→ Travail demandé:
1. Répondez aux questions suivantes à partir de l'extrait sur le château occupé.
(a) À quelle distance du château se trouve la falaise ?
(b) Quel âge a Guy, le fils de Mme de Loÿs ?
(c) À quelle compagnie appartiennent les soldats allemands logés au château ?
2. Rédigez la suite de l'extrait sur le château occupé, à partir de sa dernière phrase.

La mer est toute proche. En fait, elle est tout autour. Le château,
dit-on ici, repose sur «un groin de terre».
D'un côté, la falaise à huit cents mètres.
De l'autre, la plage à deux kilomètres.
La maison est grande, immense.
Mais Mme de Loÿs et son fils Guy (âgé
de 16 ans) ne disposent plus que de la salle à
manger au rez-de-chaussée et de deux chambres à
l'étage. Tout le reste est occupé par les soldats
Allemands, une centaine d'hommes (de la compagnie 9/726),
dont la présence perturbe singulièrement la vie
au château. Ce n'est pas drôle tous les jours, mais
Mme de Loÿs s'en tient à une ligne de conduite rigoureuse,
transmise à son fils: pas d'attitude ouvertement hostile,
pas question de jouer «à la guéguerre»,
mais aucune familiarité non plus. Rester froid et réservé,
savoir garder ses distances, ne jamais accepter la moindre invitation.
Bref, se contenter du strict minimum dans ses relations obligées
avec l'occupant.
Mme de Loÿs est une
femme de volonté, d'ordre et de sang-froid--------Elle
avait fait la part des choses; compte tenu de l'évolution
de la guerre, des privations de plus en plus difficiles à
supporter dans la capitale, mieux valait se réfugier
à la campagne (chez une tante âgée).

→ Extrait des données:
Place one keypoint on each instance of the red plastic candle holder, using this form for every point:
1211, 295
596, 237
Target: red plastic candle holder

→ Réponses attendues:
1.
(a) La falaise se trouve à huit cents mètres.
(b) Guy est âgé de 16 ans.
(c) Les soldats appartiennent à la compagnie 9/726.

2.
Depuis quelques jours
pourtant, Mme de Loÿs s'interroge. Sur le littoral, il
pleut des bombes comme jamais. C'est un déluge. Au point
qu'un ami, le docteur Pinard, est venu lui demander si elle
voulait bien accueillir sa vieille mère de plus de quatre-vingts
ans ainsi que sa dame de compagnie. Ils habitent à Cricqueville-en-Bessin,
près de la pointe du Hoc, objectif matraqué depuis
plusieurs jours par l'aviation alliée : "Je ne peux
plus assurer la sécurité de ma mère" a
dit le toubib.
Mais au château de Gruchy
aussi, la nuit du 5 au 6 juin s'annonce chahutée: "Ca
devient brutal", commente Mme de Loÿs.
Et bruyant. Entre 4 et 5 heures
du matin, les soldats s'agitent comme des forcenés, hurlent
des ordres, dévalent les escaliers, courent dans toutes
les pièces. Mme de Loÿs et son fils sortent sur
la terrasse où ils sont bientôt rejoints par le
capitaine Grünschloss, commandant la compagnie stationnée
au château.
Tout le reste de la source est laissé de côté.